*** Given text ***

The decision on whether to approve the Solicitors Qualifying Examination (SQE) has been delayed amid a call from groups representing more than 4,000 legal academics to reject it.
The Legal Services Board (LSB) had an initial 28 days to approve the Solicitors Regulation Authority’s (SRA) application but has extended the decision period to 90 days as permitted by the Legal Services Act 2007.
The board often does this when faced with major decisions. The extension notice said: “The SQE application represents a significant change of policy to the framework for admission as a solicitor in England and Wales that requires careful consideration by the LSB.
“It will be necessary for the LSB to make additional enquiries with the SRA so that the LSB may fully understand the impact of the proposed change for both consumers and the profession.”
The LSB now has until 28 October to make its decision – the test is whether there is a reason not to grant it.
Legal academics have been generally hostile to the SQE throughout its development, and the LSB has received a joint letter urging it not to approve the application from the Association of Critical Legal Scholars, the Association of Law Teachers, the Committee of Heads of University Law Schools, the Society of Legal Scholars and the Socio-Legal Studies Association. They have a combined membership of over 4,000.

*** End of Given text ***
*** Entries provided ***

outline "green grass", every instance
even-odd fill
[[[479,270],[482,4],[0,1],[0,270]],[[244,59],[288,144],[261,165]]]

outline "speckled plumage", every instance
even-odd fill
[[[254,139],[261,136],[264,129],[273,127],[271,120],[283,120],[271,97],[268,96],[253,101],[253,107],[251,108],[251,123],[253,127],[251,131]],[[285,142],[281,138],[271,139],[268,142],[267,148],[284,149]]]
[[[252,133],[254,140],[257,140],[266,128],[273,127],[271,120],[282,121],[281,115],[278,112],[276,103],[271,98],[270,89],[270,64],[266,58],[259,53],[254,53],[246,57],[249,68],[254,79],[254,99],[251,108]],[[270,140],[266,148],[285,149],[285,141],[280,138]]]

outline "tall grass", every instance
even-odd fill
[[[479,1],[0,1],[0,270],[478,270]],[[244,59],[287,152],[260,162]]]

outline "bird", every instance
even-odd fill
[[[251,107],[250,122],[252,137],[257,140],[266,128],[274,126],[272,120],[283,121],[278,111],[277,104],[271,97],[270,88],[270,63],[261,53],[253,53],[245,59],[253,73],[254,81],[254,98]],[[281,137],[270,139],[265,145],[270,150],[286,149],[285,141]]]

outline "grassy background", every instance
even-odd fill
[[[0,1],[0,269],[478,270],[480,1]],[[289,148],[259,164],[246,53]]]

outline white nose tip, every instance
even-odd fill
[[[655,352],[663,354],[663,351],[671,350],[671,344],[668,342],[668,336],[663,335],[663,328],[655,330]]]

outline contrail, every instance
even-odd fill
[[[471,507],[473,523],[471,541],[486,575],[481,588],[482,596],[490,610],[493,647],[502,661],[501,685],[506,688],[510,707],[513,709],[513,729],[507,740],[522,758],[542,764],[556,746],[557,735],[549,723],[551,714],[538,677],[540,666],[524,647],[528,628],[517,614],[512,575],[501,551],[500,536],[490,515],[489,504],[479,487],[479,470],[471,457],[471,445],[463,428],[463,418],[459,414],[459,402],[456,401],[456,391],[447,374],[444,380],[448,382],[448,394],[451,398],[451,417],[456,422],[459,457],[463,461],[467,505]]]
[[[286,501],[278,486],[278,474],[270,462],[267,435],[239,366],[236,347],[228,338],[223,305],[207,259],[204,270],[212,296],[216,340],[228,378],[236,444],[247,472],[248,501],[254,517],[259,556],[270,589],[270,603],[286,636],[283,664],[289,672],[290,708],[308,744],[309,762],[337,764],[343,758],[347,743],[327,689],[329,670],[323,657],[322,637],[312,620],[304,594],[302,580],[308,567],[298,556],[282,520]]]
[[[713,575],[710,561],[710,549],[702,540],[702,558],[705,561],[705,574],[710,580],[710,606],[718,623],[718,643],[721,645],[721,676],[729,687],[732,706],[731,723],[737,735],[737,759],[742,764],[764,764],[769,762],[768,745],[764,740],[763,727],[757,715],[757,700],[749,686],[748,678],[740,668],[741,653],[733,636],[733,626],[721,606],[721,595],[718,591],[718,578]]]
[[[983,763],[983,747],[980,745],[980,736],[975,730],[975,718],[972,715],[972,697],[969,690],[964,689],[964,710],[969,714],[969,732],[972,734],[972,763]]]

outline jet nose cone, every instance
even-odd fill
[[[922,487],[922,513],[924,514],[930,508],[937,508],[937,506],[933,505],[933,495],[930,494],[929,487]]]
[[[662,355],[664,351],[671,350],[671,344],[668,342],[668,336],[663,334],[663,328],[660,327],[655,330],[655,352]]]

*** End of Entries provided ***

What is being asked —
Reproduce the text on the delayed SQE approval decision word for word, from its first sentence to its last.

Final answer —
The decision on whether to approve the Solicitors Qualifying Examination (SQE) has been delayed amid a call from groups representing more than 4,000 legal academics to reject it.
The Legal Services Board (LSB) had an initial 28 days to approve the Solicitors Regulation Authority’s (SRA) application but has extended the decision period to 90 days as permitted by the Legal Services Act 2007.
The board often does this when faced with major decisions. The extension notice said: “The SQE application represents a significant change of policy to the framework for admission as a solicitor in England and Wales that requires careful consideration by the LSB.
“It will be necessary for the LSB to make additional enquiries with the SRA so that the LSB may fully understand the impact of the proposed change for both consumers and the profession.”
The LSB now has until 28 October to make its decision – the test is whether there is a reason not to grant it.
Legal academics have been generally hostile to the SQE throughout its development, and the LSB has received a joint letter urging it not to approve the application from the Association of Critical Legal Scholars, the Association of Law Teachers, the Committee of Heads of University Law Schools, the Society of Legal Scholars and the Socio-Legal Studies Association. They have a combined membership of over 4,000.